== Segment start ==
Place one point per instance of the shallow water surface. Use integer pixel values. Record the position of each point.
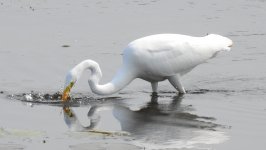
(40, 41)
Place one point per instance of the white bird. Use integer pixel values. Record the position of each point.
(153, 58)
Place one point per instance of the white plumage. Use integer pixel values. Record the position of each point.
(153, 58)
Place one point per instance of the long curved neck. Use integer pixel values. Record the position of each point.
(120, 80)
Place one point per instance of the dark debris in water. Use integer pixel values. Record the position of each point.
(76, 99)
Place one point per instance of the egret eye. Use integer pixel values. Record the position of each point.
(66, 92)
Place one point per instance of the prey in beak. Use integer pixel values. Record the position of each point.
(66, 92)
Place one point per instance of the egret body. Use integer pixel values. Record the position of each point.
(153, 58)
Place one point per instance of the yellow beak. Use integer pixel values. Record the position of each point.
(66, 92)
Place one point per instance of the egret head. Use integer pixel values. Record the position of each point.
(220, 43)
(69, 83)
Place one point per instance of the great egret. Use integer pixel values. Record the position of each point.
(153, 58)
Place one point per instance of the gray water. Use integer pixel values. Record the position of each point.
(40, 41)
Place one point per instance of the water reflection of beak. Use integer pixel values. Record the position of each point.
(66, 92)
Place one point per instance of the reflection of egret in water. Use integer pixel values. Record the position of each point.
(156, 121)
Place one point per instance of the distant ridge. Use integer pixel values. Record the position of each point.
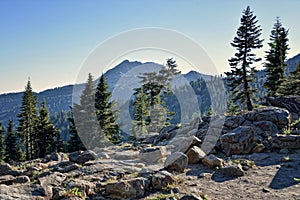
(60, 98)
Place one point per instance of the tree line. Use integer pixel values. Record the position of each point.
(94, 118)
(242, 75)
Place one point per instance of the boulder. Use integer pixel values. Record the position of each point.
(265, 128)
(88, 188)
(81, 157)
(182, 144)
(195, 155)
(239, 141)
(278, 116)
(152, 155)
(127, 189)
(22, 192)
(286, 141)
(177, 161)
(50, 180)
(5, 168)
(212, 161)
(162, 179)
(292, 104)
(166, 133)
(55, 157)
(125, 155)
(190, 197)
(232, 170)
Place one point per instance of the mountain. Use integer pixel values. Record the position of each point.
(292, 63)
(60, 99)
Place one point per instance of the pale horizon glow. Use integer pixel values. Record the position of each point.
(49, 40)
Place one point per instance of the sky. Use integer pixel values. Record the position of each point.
(49, 40)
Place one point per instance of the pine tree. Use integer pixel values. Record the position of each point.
(242, 74)
(2, 150)
(276, 56)
(27, 120)
(105, 114)
(141, 113)
(291, 85)
(151, 96)
(11, 152)
(86, 119)
(45, 133)
(75, 143)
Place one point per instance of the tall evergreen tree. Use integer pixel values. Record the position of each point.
(45, 133)
(2, 150)
(291, 85)
(27, 120)
(276, 56)
(86, 119)
(150, 109)
(141, 114)
(242, 74)
(11, 152)
(75, 143)
(104, 111)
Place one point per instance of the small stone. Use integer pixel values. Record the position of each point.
(212, 161)
(190, 197)
(265, 190)
(177, 161)
(195, 155)
(232, 170)
(205, 175)
(284, 151)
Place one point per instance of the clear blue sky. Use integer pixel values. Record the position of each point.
(48, 40)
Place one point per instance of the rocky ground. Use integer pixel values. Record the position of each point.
(247, 156)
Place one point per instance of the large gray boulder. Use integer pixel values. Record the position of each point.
(152, 155)
(232, 170)
(183, 143)
(195, 155)
(128, 189)
(278, 116)
(177, 161)
(239, 141)
(81, 157)
(286, 141)
(212, 161)
(162, 179)
(292, 104)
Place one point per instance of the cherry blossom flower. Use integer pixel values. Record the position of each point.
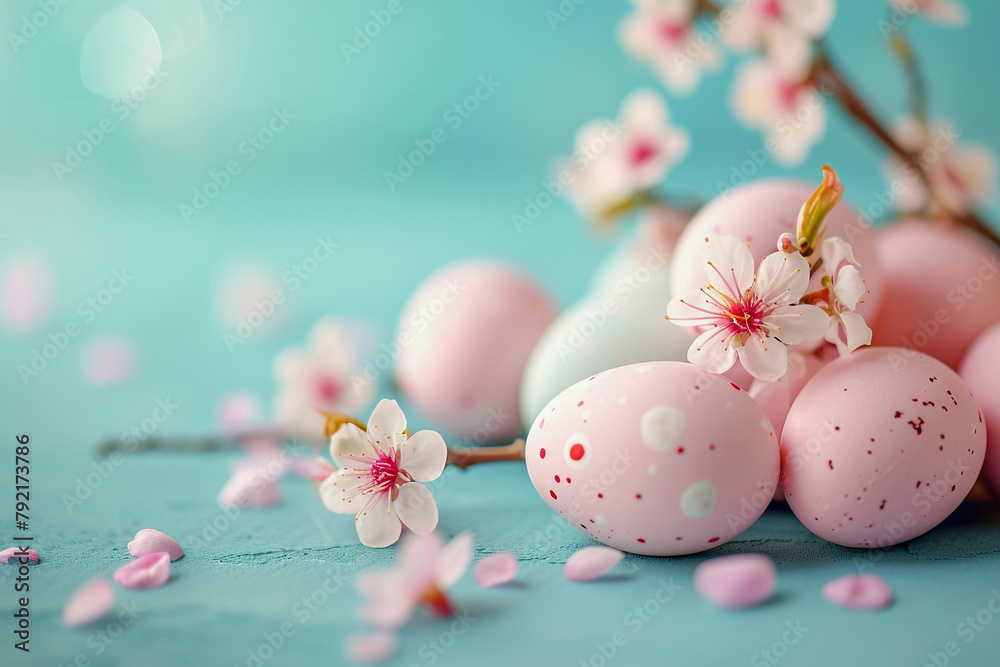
== Segment end ==
WHAT YOU NEED TO DO -
Each entry is to be written out again word for word, and any pictures are to be omitted.

SOLUTION TO THIS TASK -
Place one point per instance of the shallow water surface. Use integer pixel values. Record the position of each point.
(40, 41)
Place one point per instance of the white bird. Use integer pixel values. Record the position of each point.
(153, 58)
Place one point per instance of the white plumage. Use integer pixel values. Record the position of each point.
(153, 58)
Place one point per instance of the long curved neck. Use integer pixel values. Record the position of each point.
(120, 80)
Place one point per instance of the dark debris in water. Use integer pixel values. Record the position of each point.
(76, 99)
Place one point per instance of the egret eye. Use integer pixel values. Record the position of each point.
(66, 92)
Place one point per instance of the prey in beak. Use integer pixel values. Record the position of each point.
(66, 92)
Place one point per instance of the egret body. Use integer pixel values. Record the position of each point.
(153, 58)
Place one point per instance of the yellow beak. Use integer pixel values. Record the position of each point.
(66, 92)
Place one point per instance of the egret head. Use integer pixel values. Record the position of each point.
(220, 43)
(69, 83)
Place one point per instance of the great egret. Use integer pixel values. Record the position of each point.
(153, 58)
Place one point per instance of the gray water. Use integer pixel values. Record the position of each point.
(40, 41)
Place one point per instance of the water reflection of beak. Use integer pixel values. Record the position of each point.
(66, 92)
Place one point per instance of the reflection of egret in water. Use integer pixel values. Record the position of each point.
(156, 121)
Place one point per instance of the distant ridge. Use integer pixel values. Record the position of each point.
(60, 98)
Place one point per instance of the tree line. Use integer pixel values. Record the position of each point.
(94, 118)
(242, 75)
Place one point per instance of the boulder. Use integer pixel values. Record the position of each point.
(265, 128)
(88, 188)
(81, 157)
(182, 144)
(195, 155)
(239, 141)
(278, 116)
(152, 155)
(127, 189)
(22, 192)
(286, 141)
(177, 161)
(50, 180)
(5, 168)
(212, 161)
(162, 179)
(292, 104)
(166, 133)
(55, 157)
(125, 155)
(190, 197)
(232, 170)
Place one point per instance of the mountain. Use integer pixel values. Record the position of each point.
(292, 63)
(60, 99)
Place one point per instance of the pale horizon glow. Use integer pixel values. Record the position of each point.
(49, 40)
Place one point per instance of the sky. Use integer pixel values. Record the position of each point.
(49, 40)
Place one point per instance of the pine tree. Use integer pixel values. Record the position of each point.
(242, 74)
(2, 150)
(276, 56)
(27, 120)
(105, 114)
(141, 113)
(291, 85)
(151, 96)
(11, 152)
(86, 119)
(45, 133)
(75, 143)
Place one point per instance of the tall evergreen tree. Use integer pixel values. Record the position of each point.
(45, 133)
(2, 150)
(291, 85)
(27, 120)
(276, 56)
(86, 119)
(150, 109)
(141, 114)
(242, 74)
(11, 152)
(75, 143)
(104, 111)
Place one point per instance of the small stone. Use integer pixel values. Record the position of each point.
(212, 161)
(190, 197)
(265, 190)
(177, 161)
(195, 155)
(232, 170)
(205, 175)
(284, 151)
Place one point per instance of the clear blue sky. Use integer pixel values. Record the position of each point.
(48, 40)
Place one point per instance of the rocky ground. Use integer pixel values. Record the position of each point.
(247, 156)
Place one point per instance of the large gray boulder. Use integer pixel values. Record the position of each point.
(152, 155)
(232, 170)
(183, 143)
(195, 155)
(128, 189)
(278, 116)
(177, 161)
(239, 141)
(81, 157)
(286, 141)
(212, 161)
(162, 179)
(292, 104)
Place one point per instance of the cherry blossom flower. Use integer pixel values. Record the position of each point.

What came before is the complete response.